* _Task prompt_
Report the count of lines with "instance" in the data below, and no other words.

[Stored data]
● ● ●
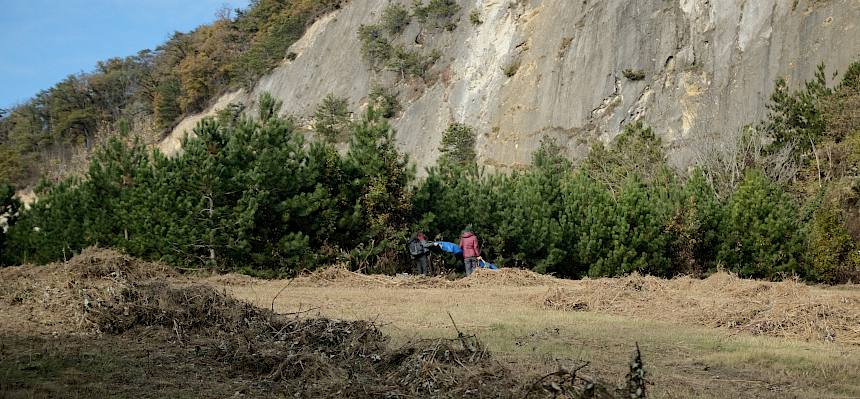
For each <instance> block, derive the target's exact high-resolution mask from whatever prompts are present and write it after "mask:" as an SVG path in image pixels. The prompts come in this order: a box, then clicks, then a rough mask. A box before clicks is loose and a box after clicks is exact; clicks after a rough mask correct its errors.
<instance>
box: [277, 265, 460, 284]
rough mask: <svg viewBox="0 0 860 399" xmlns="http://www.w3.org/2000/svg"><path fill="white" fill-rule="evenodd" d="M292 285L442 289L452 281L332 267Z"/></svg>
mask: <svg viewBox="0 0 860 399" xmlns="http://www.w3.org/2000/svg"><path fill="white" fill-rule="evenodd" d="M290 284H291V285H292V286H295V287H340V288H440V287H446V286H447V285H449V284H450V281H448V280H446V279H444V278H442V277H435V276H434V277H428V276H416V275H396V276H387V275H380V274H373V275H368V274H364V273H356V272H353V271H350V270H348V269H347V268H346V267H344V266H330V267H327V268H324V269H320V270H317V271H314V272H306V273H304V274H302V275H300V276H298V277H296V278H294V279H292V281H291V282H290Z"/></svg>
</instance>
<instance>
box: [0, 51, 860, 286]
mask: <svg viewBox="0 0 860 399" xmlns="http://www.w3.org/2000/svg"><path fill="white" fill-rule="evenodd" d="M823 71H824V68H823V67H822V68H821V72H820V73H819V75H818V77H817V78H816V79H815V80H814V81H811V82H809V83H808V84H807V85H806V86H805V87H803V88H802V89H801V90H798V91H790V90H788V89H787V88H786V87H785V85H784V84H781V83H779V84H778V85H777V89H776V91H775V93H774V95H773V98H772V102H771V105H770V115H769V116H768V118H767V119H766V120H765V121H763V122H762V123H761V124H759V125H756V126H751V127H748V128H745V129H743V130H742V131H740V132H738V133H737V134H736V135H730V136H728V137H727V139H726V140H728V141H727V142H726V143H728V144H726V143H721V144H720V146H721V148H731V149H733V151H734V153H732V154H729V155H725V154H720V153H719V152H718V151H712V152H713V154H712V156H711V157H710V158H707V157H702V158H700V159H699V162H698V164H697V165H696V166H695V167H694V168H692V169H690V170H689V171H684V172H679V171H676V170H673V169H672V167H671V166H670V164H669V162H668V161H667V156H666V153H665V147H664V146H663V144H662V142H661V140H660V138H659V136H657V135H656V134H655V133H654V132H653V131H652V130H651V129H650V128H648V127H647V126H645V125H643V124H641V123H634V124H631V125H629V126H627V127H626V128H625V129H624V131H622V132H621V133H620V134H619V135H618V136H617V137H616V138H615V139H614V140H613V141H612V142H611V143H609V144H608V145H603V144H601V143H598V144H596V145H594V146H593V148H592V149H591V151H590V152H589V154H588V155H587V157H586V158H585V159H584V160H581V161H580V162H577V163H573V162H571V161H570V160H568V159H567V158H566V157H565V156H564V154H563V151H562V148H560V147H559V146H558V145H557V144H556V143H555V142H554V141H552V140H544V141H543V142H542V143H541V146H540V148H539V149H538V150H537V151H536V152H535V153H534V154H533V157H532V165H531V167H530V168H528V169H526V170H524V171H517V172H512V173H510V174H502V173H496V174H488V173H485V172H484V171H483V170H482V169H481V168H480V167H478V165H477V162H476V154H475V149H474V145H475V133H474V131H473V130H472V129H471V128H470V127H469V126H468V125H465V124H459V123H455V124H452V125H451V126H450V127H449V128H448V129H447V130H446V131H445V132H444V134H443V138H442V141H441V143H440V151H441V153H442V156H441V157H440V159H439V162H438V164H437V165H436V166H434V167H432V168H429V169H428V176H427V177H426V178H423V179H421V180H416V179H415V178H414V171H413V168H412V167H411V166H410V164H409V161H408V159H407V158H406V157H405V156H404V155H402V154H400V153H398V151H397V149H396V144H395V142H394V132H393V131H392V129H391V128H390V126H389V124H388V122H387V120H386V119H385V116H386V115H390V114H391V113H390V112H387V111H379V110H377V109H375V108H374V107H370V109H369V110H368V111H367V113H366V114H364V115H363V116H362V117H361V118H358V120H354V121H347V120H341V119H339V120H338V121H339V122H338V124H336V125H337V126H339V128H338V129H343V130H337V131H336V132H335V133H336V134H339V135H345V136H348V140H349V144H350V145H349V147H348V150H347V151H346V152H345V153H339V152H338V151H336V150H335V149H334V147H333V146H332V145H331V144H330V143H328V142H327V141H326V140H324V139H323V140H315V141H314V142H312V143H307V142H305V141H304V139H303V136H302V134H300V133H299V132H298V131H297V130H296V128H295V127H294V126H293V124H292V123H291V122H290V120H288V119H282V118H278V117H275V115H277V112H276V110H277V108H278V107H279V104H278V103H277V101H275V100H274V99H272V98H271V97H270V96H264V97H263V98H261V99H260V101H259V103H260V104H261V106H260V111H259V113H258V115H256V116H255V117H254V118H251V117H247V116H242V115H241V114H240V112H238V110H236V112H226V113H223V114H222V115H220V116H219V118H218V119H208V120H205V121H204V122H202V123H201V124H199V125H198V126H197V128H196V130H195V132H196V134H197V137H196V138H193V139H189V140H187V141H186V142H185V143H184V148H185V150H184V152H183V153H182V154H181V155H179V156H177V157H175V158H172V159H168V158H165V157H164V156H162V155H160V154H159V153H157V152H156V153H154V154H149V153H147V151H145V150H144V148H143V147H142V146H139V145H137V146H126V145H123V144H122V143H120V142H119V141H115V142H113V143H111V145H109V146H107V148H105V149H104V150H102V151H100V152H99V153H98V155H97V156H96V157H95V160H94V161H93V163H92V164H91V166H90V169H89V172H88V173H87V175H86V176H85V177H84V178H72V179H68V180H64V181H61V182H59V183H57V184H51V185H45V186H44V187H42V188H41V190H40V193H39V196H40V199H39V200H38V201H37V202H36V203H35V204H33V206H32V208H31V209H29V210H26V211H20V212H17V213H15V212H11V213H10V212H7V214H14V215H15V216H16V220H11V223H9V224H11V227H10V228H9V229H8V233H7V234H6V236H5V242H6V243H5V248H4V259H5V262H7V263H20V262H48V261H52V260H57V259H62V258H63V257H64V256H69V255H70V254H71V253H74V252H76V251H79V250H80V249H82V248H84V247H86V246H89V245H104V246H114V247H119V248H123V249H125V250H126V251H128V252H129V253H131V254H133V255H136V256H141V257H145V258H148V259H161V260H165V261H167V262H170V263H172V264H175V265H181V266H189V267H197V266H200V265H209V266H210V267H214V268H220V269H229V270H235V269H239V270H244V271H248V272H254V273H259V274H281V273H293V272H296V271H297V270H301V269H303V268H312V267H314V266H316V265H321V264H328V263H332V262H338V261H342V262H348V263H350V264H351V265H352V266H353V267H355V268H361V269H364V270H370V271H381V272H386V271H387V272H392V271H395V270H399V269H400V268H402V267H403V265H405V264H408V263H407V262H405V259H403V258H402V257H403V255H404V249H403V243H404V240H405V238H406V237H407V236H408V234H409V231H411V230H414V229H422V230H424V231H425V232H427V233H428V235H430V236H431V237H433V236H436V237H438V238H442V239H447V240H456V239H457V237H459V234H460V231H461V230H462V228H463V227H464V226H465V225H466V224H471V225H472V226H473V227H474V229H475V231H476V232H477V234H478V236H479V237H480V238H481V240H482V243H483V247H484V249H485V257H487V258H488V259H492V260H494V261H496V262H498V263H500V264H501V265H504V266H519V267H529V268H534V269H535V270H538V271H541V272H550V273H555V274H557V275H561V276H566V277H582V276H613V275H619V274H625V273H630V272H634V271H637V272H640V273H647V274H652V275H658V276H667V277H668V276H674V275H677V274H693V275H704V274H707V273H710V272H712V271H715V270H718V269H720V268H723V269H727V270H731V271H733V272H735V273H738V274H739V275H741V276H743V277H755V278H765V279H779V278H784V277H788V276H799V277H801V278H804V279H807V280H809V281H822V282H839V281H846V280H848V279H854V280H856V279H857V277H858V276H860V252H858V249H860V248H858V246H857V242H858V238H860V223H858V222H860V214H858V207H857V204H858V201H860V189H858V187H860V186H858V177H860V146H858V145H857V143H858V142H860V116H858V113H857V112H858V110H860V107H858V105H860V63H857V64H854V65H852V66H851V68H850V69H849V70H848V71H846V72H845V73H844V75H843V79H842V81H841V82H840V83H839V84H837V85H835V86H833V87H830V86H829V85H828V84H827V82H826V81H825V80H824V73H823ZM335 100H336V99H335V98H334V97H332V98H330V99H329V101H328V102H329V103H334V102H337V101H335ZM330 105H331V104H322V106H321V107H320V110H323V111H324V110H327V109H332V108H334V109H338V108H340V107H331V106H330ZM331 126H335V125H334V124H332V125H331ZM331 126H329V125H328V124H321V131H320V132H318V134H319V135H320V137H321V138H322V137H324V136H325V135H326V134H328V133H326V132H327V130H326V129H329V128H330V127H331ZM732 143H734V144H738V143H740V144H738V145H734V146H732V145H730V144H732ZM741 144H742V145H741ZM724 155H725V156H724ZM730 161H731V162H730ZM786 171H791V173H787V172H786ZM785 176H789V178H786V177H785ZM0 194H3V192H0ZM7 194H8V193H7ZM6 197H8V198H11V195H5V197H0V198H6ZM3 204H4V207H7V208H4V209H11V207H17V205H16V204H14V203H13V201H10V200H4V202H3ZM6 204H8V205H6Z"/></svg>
● ● ●
* _Result for this task_
4